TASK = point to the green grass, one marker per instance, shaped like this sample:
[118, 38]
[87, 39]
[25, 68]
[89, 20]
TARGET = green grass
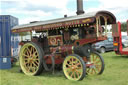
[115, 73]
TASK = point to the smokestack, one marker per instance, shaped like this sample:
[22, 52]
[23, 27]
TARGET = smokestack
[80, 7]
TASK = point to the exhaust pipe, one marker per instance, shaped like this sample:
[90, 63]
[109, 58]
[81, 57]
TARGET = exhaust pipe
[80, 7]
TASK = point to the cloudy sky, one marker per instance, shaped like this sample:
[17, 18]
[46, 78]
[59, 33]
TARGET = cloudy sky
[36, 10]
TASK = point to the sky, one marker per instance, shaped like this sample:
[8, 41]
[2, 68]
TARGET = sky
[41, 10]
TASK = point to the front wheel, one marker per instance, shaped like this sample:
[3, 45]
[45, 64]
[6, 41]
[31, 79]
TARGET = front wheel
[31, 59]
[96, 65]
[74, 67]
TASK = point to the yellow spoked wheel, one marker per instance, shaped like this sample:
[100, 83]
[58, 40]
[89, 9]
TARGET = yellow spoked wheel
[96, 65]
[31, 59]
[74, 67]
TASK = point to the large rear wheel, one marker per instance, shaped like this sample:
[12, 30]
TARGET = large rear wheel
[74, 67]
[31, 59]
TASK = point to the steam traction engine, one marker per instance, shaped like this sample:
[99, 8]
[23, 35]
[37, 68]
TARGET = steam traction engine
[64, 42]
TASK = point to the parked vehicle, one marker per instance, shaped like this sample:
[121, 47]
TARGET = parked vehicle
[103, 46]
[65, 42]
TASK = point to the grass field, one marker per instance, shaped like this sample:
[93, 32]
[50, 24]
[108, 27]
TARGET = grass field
====
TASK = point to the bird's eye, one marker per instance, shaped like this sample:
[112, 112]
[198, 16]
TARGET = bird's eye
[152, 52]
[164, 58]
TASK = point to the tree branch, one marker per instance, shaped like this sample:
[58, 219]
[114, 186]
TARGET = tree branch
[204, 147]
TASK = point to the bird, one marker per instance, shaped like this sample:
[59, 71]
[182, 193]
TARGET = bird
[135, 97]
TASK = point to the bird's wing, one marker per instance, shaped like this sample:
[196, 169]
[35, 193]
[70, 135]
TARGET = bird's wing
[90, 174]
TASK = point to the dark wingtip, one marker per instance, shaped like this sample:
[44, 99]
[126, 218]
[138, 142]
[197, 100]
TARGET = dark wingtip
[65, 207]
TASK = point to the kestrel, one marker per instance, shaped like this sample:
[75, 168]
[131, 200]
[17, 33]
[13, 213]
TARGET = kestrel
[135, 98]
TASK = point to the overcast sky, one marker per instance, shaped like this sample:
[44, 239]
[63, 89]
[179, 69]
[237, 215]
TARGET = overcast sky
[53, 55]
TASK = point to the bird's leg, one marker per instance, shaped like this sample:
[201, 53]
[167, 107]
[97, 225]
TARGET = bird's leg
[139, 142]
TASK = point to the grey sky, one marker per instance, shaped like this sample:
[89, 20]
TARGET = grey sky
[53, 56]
====
» Exercise requirements
Reproduce the lines starting at the one containing "TASK = point to the parked" and ending at the one containing "TARGET = grass field", with every "marker" renamed to "pin" and nothing else changed. Give only those lines.

» Right answer
TASK = point to the parked vehicle, one pin per instance, shaped like this sample:
[121, 47]
TARGET = parked vehicle
[103, 46]
[65, 42]
TASK = point to the grass field, one pin per instance, shaped like this sample:
[93, 32]
[50, 24]
[108, 27]
TARGET = grass field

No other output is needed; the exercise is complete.